Stored items from a collection
^^^^^^^^^^^^^^^^
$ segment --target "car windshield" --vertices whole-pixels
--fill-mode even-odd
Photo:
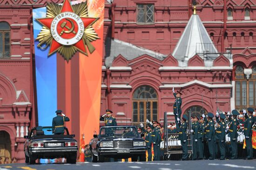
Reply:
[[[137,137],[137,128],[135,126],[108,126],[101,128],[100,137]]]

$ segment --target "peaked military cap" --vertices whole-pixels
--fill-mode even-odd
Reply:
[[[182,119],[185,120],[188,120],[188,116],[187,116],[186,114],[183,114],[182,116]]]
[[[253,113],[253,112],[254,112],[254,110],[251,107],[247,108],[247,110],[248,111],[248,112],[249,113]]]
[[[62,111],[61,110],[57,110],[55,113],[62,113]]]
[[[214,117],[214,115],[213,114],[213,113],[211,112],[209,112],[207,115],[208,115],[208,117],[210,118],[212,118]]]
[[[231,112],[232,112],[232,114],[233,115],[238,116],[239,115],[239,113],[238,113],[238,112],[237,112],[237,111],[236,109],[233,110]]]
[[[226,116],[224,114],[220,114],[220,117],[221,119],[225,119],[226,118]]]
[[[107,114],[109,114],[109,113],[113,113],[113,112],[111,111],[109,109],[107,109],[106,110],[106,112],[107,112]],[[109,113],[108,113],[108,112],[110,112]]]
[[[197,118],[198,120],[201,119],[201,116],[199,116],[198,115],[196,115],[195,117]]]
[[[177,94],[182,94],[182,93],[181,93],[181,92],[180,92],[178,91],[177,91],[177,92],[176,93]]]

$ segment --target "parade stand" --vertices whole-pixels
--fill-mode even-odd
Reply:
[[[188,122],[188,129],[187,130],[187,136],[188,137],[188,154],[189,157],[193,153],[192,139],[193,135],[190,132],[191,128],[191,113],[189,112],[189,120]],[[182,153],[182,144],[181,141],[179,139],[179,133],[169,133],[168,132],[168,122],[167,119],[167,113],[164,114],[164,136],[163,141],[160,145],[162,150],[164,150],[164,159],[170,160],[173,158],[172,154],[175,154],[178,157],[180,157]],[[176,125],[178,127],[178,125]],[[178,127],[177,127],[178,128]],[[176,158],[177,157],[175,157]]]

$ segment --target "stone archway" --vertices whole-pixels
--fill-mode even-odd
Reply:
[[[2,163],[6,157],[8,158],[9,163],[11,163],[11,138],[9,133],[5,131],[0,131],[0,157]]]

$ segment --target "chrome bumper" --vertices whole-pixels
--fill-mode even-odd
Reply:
^^^^^^^^^^^^^^^^
**PROMPT**
Copy out every item above word for word, but leave out the pictures.

**EXERCISE RESPONSE**
$ segment --target "car windshield" --vertices whole-pixels
--fill-mode even-odd
Photo:
Reply:
[[[137,137],[137,128],[135,126],[108,126],[101,128],[100,137]]]

$ segment --target "peaked military cap" --vertices whole-pixels
--fill-mode even-odd
Reply:
[[[182,119],[185,120],[188,120],[188,116],[187,116],[186,114],[183,114],[182,116]]]
[[[253,113],[253,112],[254,112],[254,110],[251,107],[247,108],[247,110],[248,111],[248,112],[249,113]]]
[[[62,111],[61,110],[57,110],[55,113],[62,113]]]
[[[214,117],[214,115],[213,114],[213,113],[211,112],[209,112],[207,115],[208,115],[208,117],[210,118],[212,118]]]
[[[231,112],[232,112],[232,114],[233,115],[238,116],[239,115],[239,113],[238,113],[238,112],[237,112],[237,111],[236,109],[233,110]]]
[[[226,116],[224,114],[220,114],[220,117],[221,119],[225,119],[226,118]]]
[[[107,114],[109,114],[109,113],[113,113],[113,112],[111,111],[109,109],[107,109],[106,110],[106,112],[107,112]],[[109,113],[108,113],[108,112],[110,112]]]
[[[197,118],[198,120],[201,119],[201,116],[199,116],[198,115],[196,115],[195,117]]]
[[[177,94],[182,94],[182,93],[181,93],[181,92],[180,92],[178,91],[177,91],[177,92],[176,93]]]

$ segment --target "parade stand" --vertices whole-pixels
--fill-mode even-odd
Reply:
[[[188,122],[188,129],[187,130],[187,136],[188,137],[188,154],[189,157],[193,153],[192,139],[193,135],[190,132],[191,128],[191,113],[189,112],[189,120]],[[182,153],[182,144],[181,141],[179,139],[179,133],[169,133],[168,132],[168,122],[167,119],[167,113],[164,114],[164,136],[163,141],[160,145],[162,150],[164,150],[164,159],[170,160],[173,158],[172,154],[175,154],[178,157],[180,157]],[[176,125],[178,127],[178,125]],[[178,127],[177,127],[178,128]],[[176,158],[177,157],[175,157]]]

$ segment --target "stone archway" --vertices whole-pixels
--fill-mode even-odd
Reply:
[[[2,163],[6,157],[8,158],[9,163],[11,163],[11,138],[9,133],[5,131],[0,131],[0,157]]]

$ segment --target "chrome bumper" --vertices whole-pixels
--fill-mode even-odd
Reply:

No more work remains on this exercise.